(Objective): Count the lines in the material below that contain the string "stadium", treating case as significant. Give only the number.

Collected data
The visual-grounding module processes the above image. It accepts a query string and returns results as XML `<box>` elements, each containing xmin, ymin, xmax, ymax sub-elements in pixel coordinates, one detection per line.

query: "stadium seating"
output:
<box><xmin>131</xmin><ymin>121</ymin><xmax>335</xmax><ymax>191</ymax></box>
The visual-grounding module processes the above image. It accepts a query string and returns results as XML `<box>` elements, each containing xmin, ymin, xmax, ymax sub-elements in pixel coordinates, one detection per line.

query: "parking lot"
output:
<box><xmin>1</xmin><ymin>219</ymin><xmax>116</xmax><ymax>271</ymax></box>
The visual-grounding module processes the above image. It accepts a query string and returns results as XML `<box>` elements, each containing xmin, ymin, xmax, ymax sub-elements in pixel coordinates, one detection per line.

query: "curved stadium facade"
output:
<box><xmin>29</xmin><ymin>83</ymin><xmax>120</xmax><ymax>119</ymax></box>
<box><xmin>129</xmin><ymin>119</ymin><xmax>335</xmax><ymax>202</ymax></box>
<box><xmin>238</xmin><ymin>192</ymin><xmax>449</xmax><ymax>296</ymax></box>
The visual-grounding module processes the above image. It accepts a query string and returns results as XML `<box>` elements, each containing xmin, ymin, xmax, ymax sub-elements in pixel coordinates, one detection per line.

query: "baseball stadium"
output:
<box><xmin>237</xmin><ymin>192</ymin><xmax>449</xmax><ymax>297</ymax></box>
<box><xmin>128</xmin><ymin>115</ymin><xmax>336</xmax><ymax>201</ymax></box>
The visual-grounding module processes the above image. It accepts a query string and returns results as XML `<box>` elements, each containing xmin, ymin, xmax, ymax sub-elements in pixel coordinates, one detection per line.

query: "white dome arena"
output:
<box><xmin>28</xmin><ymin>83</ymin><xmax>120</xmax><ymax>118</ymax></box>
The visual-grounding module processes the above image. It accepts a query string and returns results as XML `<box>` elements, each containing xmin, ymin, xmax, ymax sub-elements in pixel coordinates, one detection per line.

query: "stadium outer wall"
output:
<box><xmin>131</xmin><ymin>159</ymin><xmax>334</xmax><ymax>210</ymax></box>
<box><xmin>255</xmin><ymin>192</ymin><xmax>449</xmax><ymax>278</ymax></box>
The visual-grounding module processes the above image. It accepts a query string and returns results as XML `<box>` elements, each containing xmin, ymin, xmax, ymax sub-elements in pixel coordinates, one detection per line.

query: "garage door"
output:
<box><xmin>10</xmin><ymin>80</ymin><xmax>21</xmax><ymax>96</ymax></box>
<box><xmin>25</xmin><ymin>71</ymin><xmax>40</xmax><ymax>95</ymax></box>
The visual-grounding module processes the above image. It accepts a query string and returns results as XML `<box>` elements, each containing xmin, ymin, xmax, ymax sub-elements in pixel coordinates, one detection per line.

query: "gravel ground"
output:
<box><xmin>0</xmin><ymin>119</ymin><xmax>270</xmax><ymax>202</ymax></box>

(Answer to the task): 4